* Cosa fare:
a) Riscrivi sotto forma di elenco il paragrafo dell'articolo sui dazi che comincia con «L'aveva promesso e l'ha fatto», conservandone i fatti principali.
b) Trasla di -32 tutte le coordinate nelle righe delle voci di annotazione, partendo dalla riga che contiene "Note: for every instance of the red brick" e arrivando a quella che contiene "[[250, 67]]". Riscrivi per intero soltanto queste righe.

* Brano fornito:
──────

Dazi e controdazi, a rimetterci sono sempre i poveri
L’aveva promesso e l’ha fatto. Anzi, no. Tutto rinviato, tranne che per la Cina (tariffe al 10% già in vigore). Parliamo dei dazi di Trump, quelli che dovrebbero far tornare grande l’America. La mezza marcia indietro rispetto a Canada e Messico è stata indotta certamente dalla reazione rapida e decisa dei due paesi confinanti, che a poche ore dalla firma dell’ordine esecutivo hanno fatto sapere che sul tavolo ci sono anche loro imposte sui prodotti made in Usa (Ottawa ha parlato di tariffe del valore di 125 miliardi di dollari). Primi effetti immediati di queste decisioni e contro-decisioni? Borse di tutto il mondo sotto pressione (c’è il timore di una nuova fiammata inflazionistica), crescita del prezzo delle materie prime energetiche e dei metalli preziosi, rafforzamento del dollaro sulle altre valute.
Fin qui la cronaca. Ma chiediamoci: ha senso la strategia del magnate degli alberghi di lusso rieletto alla Casa Bianca? Per rispondere a questa domanda bisogna fare un passo indietro di qualche decennio. Fino a tutti gli anni Sessanta, sebbene di poco, la bilancia commerciale degli Stati Uniti è stata in attivo; poi, a partire dai Settanta, il trend si è invertito. E dagli anni Novanta in poi lo squilibrio col resto del mondo è diventato per così dire largo e strutturale. I numeri. Stando agli ultimi dati del US Census Bureau, gli Usa hanno un deficit con la Cina pari a 270 miliardi di dollari, di 213 miliardi con l’Unione europea, di 157 miliardi con il Messico e di 55 miliardi con il Canada. Non possiamo qui approfondire le cause di questo fenomeno (fine degli accordi di Bretton Woods, petrodollari ecc.), ma una cosa si può dire: negli ultimi decenni gli Stati Uniti hanno svolto la funzione compratori di ultima istanza per le merci provenienti dall’Europa, dall’Asia e dai paesi vicini. Ma questo è stato possibile solo per la posizione del dollaro nelle transazioni internazionali. Non tutti i paesi potrebbero permetterselo. Merci comprate in dollari, i quali ritornano negli Stati Uniti sotto forma di investimenti negli asset venduti a Wall Street e di sottoscrizione di titoli del debito pubblico a stelle e strisce (in questo modo gli Stati Uniti spendono e consumano più di quanto producono). Ma non è finita qui. Una parte di queste risorse torna di nuovo all’estero, e in Europa in particolare, come partecipazione al capitale di imprese nel settore manifatturiero, energetico, militare, dei servizi (parliamo dello shopping di grandi fondi come Black Rock, Vanguard, State Street, molto presenti anche in Italia). Una divisione dei ruoli, grosso modo: le leve della finanza in mano a Washington, la produzione materiale di beni distribuita tra Cina, Europa, altri paesi asiatici.

──────

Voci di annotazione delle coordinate
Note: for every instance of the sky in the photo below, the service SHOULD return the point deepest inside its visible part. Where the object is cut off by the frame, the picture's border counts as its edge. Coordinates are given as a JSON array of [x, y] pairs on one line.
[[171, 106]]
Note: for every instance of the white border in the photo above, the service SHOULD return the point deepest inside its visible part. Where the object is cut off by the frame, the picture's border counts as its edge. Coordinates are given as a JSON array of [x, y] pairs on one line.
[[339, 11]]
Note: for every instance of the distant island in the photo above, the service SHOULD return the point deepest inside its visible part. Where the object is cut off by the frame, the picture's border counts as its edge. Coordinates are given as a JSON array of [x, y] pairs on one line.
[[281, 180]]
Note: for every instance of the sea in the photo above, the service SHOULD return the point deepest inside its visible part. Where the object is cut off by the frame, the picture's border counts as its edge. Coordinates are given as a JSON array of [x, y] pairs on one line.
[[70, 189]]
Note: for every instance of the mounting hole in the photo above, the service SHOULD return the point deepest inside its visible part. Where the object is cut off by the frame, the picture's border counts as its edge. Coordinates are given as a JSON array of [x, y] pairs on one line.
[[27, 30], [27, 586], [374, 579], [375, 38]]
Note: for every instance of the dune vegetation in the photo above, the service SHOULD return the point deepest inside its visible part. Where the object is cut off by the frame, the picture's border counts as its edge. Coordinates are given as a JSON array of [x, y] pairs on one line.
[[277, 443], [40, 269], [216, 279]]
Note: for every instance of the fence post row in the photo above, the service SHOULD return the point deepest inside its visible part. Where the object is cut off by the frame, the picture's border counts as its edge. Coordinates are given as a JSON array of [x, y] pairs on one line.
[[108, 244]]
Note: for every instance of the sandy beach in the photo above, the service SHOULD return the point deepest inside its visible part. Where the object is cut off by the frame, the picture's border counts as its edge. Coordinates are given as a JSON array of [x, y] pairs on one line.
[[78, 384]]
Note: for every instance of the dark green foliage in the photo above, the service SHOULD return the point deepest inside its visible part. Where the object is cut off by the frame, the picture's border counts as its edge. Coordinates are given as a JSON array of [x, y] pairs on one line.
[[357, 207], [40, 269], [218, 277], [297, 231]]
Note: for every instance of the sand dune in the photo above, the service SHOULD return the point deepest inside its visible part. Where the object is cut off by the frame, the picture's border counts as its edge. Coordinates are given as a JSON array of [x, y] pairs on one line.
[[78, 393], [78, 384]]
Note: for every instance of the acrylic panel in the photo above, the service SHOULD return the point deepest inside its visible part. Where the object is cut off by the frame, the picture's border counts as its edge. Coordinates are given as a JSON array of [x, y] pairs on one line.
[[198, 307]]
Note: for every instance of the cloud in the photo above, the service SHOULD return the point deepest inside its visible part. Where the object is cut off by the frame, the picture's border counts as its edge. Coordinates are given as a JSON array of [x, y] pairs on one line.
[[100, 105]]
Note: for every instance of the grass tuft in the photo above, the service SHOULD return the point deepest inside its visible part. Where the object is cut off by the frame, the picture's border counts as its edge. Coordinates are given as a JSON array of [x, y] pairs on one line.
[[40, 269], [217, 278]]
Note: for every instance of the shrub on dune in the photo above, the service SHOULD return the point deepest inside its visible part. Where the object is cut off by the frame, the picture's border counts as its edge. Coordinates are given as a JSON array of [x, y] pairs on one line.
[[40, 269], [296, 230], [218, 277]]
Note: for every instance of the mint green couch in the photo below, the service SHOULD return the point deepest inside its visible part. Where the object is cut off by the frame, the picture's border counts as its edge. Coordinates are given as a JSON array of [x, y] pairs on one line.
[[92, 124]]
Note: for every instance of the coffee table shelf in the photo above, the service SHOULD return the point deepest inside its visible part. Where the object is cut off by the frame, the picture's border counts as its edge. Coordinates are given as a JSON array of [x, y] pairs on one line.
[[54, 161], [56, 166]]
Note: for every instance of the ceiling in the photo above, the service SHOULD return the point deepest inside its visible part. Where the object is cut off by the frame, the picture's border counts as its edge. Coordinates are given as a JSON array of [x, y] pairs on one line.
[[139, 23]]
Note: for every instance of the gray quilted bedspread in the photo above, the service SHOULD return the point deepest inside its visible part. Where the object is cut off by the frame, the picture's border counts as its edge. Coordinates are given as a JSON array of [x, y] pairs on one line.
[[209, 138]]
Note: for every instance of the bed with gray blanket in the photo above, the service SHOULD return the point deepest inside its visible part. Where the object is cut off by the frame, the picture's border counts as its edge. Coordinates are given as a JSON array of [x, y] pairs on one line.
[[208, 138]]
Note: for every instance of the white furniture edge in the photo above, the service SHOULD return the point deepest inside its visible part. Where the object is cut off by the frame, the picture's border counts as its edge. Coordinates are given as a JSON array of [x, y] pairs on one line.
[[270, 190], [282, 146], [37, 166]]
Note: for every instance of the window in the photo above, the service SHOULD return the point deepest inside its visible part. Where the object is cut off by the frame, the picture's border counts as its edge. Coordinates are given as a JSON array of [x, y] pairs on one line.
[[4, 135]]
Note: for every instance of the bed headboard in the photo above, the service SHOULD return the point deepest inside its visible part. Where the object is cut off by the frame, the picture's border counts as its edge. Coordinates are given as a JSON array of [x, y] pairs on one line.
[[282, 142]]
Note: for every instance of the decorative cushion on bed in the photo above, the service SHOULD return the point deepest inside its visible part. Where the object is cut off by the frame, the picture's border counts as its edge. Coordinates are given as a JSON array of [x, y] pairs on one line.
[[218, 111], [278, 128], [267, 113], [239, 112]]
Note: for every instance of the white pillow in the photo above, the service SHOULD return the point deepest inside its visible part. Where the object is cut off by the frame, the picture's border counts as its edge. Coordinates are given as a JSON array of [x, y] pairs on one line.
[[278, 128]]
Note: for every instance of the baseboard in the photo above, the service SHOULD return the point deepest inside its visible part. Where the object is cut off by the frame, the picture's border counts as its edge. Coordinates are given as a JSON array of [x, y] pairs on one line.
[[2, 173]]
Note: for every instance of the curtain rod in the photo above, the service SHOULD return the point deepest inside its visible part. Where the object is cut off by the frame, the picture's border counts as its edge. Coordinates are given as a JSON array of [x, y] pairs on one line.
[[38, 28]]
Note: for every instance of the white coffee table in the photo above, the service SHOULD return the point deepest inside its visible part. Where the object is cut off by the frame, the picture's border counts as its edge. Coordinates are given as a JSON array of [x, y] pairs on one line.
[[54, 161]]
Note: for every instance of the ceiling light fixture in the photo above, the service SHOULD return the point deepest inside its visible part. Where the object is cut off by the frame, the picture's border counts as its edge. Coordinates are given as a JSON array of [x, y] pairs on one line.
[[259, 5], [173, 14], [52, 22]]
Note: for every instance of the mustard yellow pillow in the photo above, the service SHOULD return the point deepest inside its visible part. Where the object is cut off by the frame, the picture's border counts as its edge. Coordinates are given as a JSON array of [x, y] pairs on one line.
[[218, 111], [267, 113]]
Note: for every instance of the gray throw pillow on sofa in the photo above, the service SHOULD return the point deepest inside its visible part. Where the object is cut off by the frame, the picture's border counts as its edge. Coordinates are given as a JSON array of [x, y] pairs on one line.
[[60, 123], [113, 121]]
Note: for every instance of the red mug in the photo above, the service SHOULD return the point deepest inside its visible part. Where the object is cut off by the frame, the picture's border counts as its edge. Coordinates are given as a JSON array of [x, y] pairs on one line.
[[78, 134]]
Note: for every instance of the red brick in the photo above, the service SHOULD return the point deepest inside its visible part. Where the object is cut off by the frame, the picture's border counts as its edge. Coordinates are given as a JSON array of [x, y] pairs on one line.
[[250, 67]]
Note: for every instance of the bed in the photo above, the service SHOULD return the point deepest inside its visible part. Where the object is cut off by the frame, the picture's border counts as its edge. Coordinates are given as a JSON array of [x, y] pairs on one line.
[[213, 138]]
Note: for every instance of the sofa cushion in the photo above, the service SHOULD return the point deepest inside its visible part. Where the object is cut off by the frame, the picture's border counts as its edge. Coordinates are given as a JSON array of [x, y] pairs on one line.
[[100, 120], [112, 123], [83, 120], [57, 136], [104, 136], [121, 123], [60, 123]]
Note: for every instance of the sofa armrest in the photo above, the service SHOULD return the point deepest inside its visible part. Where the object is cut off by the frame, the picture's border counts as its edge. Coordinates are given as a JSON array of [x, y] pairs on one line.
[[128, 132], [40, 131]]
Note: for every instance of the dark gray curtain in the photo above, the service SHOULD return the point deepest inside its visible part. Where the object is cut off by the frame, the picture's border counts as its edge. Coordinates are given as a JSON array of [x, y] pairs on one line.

──────

* Risposte in ordine:
a)
- Trump ha rinviato i dazi, tranne quelli sulla Cina: tariffe al 10% già in vigore.
- La mezza marcia indietro su Canada e Messico è stata indotta dalla reazione rapida e decisa dei due paesi confinanti. A poche ore dalla firma dell'ordine esecutivo hanno annunciato imposte sui prodotti made in Usa. Ottawa ha parlato di tariffe del valore di 125 miliardi di dollari.
- Primi effetti immediati:
  - borse di tutto il mondo sotto pressione, per il timore di una nuova fiammata inflazionistica;
  - crescita del prezzo delle materie prime energetiche e dei metalli preziosi;
  - rafforzamento del dollaro sulle altre valute.

b)
Note: for every instance of the red brick in the photo above, the service SHOULD return the point deepest inside its visible part. Where the object is cut off by the frame, the picture's border counts as its edge. Coordinates are given as a JSON array of [x, y] pairs on one line.
[[218, 35]]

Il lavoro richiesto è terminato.